■ **Your objective**:
Reproduce the whole comment on the fairness of the Democratic primary word for word.
[START OF Document section]
Having said all that, the democratic primary election was pretty fair and the current candidate is the one who won the most votes.



http://www.nytimes.com/2016/07/23/us/politics/dnc-emails-san...

Don't you think fair means, at a minimum, not doing that kind of thing? The DNC's officials were trying to persuade their own party's voters against one primary candidate and for another primary candidate.

As I understand it, a party's purpose is to organize and provide membership for people sharing whatever ideology they share, who are then (among other things) capable of signing petitions for candidates seeking to run under that Party's name. If enough party members from enough districts sign your petition, you're on that party's primary ballot in that State.

Most of what the DNC and RNC do, or what they should do, is either administrative, or attacking the other party. I'm not defending that DNC vs RNC dynamic; I think we'd probably be better off without the party system, at least as it currently exists as a privatized crony-capitalism bullshit theater with very public repercussions... and I'm also in favor of fixing the voting systems used by the States. But, in the meantime, the DNC and RNC should be banned from trying to influence their own primaries.
[END OF Document section]
[START OF Dataset records]
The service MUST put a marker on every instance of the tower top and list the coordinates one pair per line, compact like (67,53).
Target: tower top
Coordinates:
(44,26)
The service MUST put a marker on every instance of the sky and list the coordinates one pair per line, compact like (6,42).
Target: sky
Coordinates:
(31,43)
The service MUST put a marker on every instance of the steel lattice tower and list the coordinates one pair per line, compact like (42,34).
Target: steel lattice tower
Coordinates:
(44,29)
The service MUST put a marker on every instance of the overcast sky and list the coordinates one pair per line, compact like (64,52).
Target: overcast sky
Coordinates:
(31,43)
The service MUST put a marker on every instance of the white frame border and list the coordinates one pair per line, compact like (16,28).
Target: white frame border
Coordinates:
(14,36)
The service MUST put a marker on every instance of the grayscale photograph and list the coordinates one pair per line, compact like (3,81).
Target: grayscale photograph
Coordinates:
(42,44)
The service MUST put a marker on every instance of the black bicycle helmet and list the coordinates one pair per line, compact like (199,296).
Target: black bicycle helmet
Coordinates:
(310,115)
[END OF Dataset records]
[START OF Dataset records]
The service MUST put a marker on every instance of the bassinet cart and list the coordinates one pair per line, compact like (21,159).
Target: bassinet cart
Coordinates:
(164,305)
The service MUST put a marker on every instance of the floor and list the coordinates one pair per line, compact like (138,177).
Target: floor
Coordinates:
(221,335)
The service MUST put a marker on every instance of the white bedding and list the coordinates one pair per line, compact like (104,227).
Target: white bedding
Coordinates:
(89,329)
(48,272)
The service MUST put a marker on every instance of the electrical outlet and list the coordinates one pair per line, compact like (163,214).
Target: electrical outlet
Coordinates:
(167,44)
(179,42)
[END OF Dataset records]
■ **Correct answer**:
Having said all that, the democratic primary election was pretty fair and the current candidate is the one who won the most votes.



http://www.nytimes.com/2016/07/23/us/politics/dnc-emails-san...

Don't you think fair means, at a minimum, not doing that kind of thing? The DNC's officials were trying to persuade their own party's voters against one primary candidate and for another primary candidate.

As I understand it, a party's purpose is to organize and provide membership for people sharing whatever ideology they share, who are then (among other things) capable of signing petitions for candidates seeking to run under that Party's name. If enough party members from enough districts sign your petition, you're on that party's primary ballot in that State.

Most of what the DNC and RNC do, or what they should do, is either administrative, or attacking the other party. I'm not defending that DNC vs RNC dynamic; I think we'd probably be better off without the party system, at least as it currently exists as a privatized crony-capitalism bullshit theater with very public repercussions... and I'm also in favor of fixing the voting systems used by the States. But, in the meantime, the DNC and RNC should be banned from trying to influence their own primaries.